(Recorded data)

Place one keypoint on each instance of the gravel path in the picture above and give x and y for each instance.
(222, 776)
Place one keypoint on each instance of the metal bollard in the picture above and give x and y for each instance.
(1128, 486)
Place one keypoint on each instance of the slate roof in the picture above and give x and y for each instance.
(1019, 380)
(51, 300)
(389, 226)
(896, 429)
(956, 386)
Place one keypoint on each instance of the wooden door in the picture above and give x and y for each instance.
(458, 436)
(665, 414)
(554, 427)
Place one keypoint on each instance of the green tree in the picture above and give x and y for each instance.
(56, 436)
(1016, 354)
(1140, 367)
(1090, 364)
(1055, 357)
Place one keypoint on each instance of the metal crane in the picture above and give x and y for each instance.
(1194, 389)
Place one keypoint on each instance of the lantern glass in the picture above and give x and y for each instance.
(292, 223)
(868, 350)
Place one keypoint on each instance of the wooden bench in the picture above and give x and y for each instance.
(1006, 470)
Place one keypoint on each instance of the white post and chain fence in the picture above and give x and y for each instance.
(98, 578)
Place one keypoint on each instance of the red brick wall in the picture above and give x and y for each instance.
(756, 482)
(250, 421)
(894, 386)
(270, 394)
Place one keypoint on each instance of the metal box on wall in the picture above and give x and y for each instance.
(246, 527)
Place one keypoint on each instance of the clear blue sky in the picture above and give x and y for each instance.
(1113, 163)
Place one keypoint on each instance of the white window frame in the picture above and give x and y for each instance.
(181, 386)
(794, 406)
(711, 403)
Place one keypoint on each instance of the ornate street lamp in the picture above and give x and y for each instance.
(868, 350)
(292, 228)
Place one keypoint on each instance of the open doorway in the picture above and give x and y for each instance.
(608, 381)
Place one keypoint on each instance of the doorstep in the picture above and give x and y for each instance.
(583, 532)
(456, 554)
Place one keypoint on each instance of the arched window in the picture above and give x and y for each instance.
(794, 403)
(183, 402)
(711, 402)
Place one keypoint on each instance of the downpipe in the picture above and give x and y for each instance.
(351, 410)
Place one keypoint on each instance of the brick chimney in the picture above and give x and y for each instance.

● ASSIGNED TASK: Would you copy exactly the lines from the one that contains "Place one keypoint on each instance of the metal box" through the final line of the records above, including both?

● RESULT OF THE EXERCISE:
Place one keypoint on each instance of the metal box on wall in the picture above and give x and y for each instance.
(246, 527)
Place one keypoint on each instance of the clear blue sky in the picture above and give x and y for each instance.
(1113, 163)
Place one keypoint on each instance of the white window frame in the picture above and give x and y for each instance.
(181, 386)
(794, 406)
(711, 403)
Place one keypoint on each instance of the ornate street lamp in the picture above and give x and y for each instance.
(868, 350)
(292, 228)
Place one keypoint on each instance of the open doorway in the picture above and give x and y for each instance.
(608, 381)
Place one keypoint on each instance of the doorstep in the picture above and give x and y for each instance.
(583, 532)
(456, 554)
Place one keypoint on each instance of the arched window in the picture above and give x and y for each instance.
(794, 403)
(183, 402)
(711, 402)
Place one keypoint on each instance of the downpipe in the picture above and give x and y for each instance.
(351, 410)
Place one keypoint on each instance of the brick chimney in the picture above and give x and y for each instance.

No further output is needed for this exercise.